● **Extract provided**:

---------------

There’s something curious about Brueghel’s painting of the “Census in Bethlehem.” The scene doesn’t look at all like Bethlehem. The painting shows oak trees, bare in the winter cold, snow on the ground, children playing games on an ice covered pond. And everyone is dressed, not in caftans or tunics, but in the garb of 16th century European peasants.

 

It looks as if Jesus is soon to be born in Brussels instead of Bethlehem.

 

So it is with many paintings of the nativity. In most, the shepherds, the magi, Mary and Joseph all seem to be contemporary. They are dressed in the styles of the times and place in which the works were painted. Look and you will find Jesus, Mary, and Joseph portrayed as Africans, as Asians, as Eskimos, even as white Europeans—not as first century Palestinian Jews.

 

The birth of Jesus has been set in a truck stop, at a coal mine, and in a refugee camp. The poem “Midnight Shift” tells it this way:

There were these people, see,

working in a factory

on the night shift

along in December.

During their coffee break

one of them strolled outside

to see the stars

and then came running back

and interrupted

the indifferent conversation.

“You wouldn’t believe it,” she said,

“but someone in a camper

just had a child.

There’s a lot of excitement

and the ambulance is coming.

If you want to see the baby

you’ll have to hurry.

They’ll be taking him

and his mother

to the hospital.”

Several of them rushed out with her.

The others went on talking

and one of them said,

“Nothing interesting

ever happens

around here.”

---------------

● **Information**:
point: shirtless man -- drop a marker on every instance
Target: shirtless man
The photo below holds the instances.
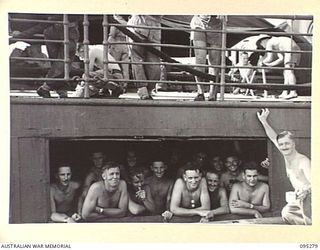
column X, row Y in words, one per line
column 106, row 198
column 96, row 70
column 202, row 40
column 218, row 195
column 94, row 175
column 120, row 52
column 140, row 199
column 250, row 197
column 63, row 196
column 161, row 188
column 290, row 60
column 190, row 195
column 216, row 165
column 246, row 74
column 233, row 173
column 298, row 168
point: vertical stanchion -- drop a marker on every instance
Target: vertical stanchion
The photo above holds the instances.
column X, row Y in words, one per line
column 105, row 25
column 86, row 55
column 66, row 44
column 223, row 57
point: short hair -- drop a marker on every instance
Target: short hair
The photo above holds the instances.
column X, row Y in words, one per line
column 244, row 53
column 250, row 165
column 61, row 165
column 158, row 160
column 110, row 164
column 135, row 172
column 191, row 166
column 284, row 134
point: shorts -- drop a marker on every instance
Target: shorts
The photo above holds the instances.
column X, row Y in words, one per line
column 212, row 38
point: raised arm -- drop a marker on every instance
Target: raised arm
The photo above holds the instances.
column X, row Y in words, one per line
column 89, row 211
column 176, row 200
column 263, row 116
column 169, row 196
column 148, row 202
column 265, row 202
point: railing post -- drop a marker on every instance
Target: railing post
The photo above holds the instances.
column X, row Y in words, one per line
column 66, row 44
column 223, row 57
column 86, row 55
column 105, row 25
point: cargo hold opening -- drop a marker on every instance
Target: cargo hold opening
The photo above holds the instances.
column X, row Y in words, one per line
column 77, row 152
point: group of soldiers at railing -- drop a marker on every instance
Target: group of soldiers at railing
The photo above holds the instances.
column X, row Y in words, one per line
column 126, row 45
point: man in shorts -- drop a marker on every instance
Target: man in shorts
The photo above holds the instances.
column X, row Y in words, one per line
column 207, row 39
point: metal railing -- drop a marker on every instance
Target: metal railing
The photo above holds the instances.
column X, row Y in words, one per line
column 166, row 60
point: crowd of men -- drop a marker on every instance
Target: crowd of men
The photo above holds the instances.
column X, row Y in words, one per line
column 146, row 63
column 115, row 190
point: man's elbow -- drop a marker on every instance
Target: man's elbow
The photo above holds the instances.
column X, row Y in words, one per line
column 85, row 215
column 233, row 210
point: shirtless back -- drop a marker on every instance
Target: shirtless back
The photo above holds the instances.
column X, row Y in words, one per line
column 160, row 186
column 65, row 200
column 249, row 197
column 298, row 168
column 190, row 194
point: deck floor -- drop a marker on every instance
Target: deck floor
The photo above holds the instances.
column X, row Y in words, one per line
column 177, row 96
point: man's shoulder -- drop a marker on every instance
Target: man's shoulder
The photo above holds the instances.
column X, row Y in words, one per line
column 179, row 182
column 53, row 187
column 122, row 184
column 75, row 184
column 263, row 185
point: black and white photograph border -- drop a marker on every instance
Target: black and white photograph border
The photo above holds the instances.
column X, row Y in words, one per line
column 225, row 89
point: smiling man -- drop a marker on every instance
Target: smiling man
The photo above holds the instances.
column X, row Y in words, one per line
column 217, row 194
column 250, row 197
column 190, row 194
column 298, row 168
column 63, row 195
column 106, row 198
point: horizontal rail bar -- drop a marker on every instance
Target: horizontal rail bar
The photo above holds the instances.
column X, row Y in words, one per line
column 36, row 59
column 34, row 20
column 230, row 30
column 167, row 45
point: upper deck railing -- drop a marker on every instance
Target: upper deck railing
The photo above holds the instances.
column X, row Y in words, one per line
column 166, row 60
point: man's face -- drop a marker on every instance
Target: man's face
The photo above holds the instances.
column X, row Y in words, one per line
column 64, row 175
column 251, row 177
column 98, row 159
column 158, row 168
column 112, row 176
column 245, row 59
column 131, row 158
column 286, row 145
column 232, row 163
column 192, row 179
column 137, row 181
column 212, row 181
column 217, row 163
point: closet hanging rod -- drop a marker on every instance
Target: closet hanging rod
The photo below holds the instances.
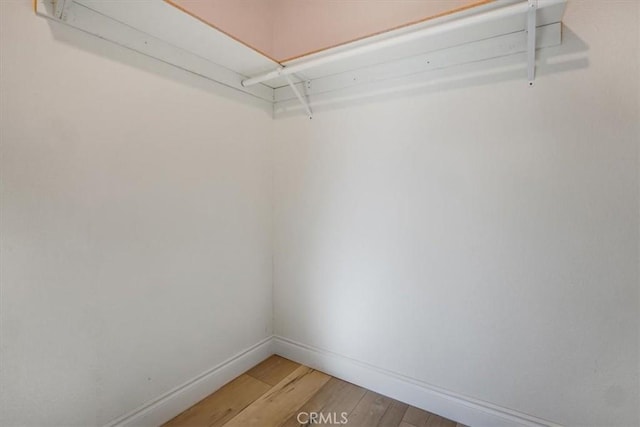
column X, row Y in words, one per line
column 503, row 12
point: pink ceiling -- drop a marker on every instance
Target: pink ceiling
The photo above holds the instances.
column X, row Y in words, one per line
column 286, row 29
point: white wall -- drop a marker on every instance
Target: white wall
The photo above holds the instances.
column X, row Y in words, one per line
column 480, row 238
column 136, row 225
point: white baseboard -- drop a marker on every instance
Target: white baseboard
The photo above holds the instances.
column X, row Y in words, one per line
column 450, row 405
column 186, row 395
column 465, row 410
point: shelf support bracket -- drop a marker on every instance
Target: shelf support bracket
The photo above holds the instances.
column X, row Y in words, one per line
column 61, row 8
column 531, row 40
column 300, row 97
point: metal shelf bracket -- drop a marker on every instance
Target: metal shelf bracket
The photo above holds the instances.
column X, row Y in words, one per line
column 300, row 97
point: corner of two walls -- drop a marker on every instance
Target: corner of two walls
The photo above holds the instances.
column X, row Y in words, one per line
column 400, row 233
column 136, row 225
column 482, row 239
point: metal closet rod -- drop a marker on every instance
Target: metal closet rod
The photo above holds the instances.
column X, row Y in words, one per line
column 503, row 12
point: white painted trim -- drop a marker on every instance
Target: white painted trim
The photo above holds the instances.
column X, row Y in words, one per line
column 465, row 410
column 170, row 404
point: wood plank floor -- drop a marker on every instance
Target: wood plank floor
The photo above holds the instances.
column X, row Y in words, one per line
column 279, row 392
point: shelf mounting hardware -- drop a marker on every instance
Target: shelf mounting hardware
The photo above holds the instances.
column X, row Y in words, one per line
column 531, row 40
column 61, row 8
column 300, row 97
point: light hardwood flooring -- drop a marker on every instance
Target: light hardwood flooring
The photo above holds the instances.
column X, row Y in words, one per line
column 273, row 393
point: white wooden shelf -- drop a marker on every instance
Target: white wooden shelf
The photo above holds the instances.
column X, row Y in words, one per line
column 157, row 29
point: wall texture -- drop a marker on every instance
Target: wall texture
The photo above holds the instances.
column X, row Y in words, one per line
column 136, row 225
column 483, row 239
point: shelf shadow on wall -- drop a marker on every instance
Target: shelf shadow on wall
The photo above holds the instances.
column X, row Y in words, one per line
column 95, row 45
column 571, row 55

---------------

● **Tasks**:
a – Summarize the piece on nativity scenes in two sentences.
b – Reproduce everything in the piece on nativity scenes from "the indifferent conversation." down to "ambulance is coming.".
c – Rewrite as a list the paragraph of the piece on nativity scenes that begins "So it is with many paintings of the nativity," keeping its main facts.
The entries stand apart from the piece on nativity scenes and are separate material.

● **Answers to the problems**:
a – Brueghel's "Census in Bethlehem" shows a snowy winter scene with people dressed as 16th century European peasants, so it looks as if Jesus is to be born in Brussels instead of Bethlehem. Many nativity paintings likewise show the figures in the dress of the time and place where the works were painted, and the birth has even been set in a truck stop, a coal mine, and a refugee camp, as in the poem "Midnight Shift."

b –
the indifferent conversation.

“You wouldn’t believe it,” she said,

“but someone in a camper

just had a child.

There’s a lot of excitement

and the ambulance is coming.

c –
- Many nativity paintings share this trait.
- In most, the shepherds, magi, Mary and Joseph seem contemporary.
- They wear the styles of the time and place in which the works were painted.
- Jesus, Mary, and Joseph are portrayed as Africans, Asians, Eskimos, and white Europeans, not as first century Palestinian Jews.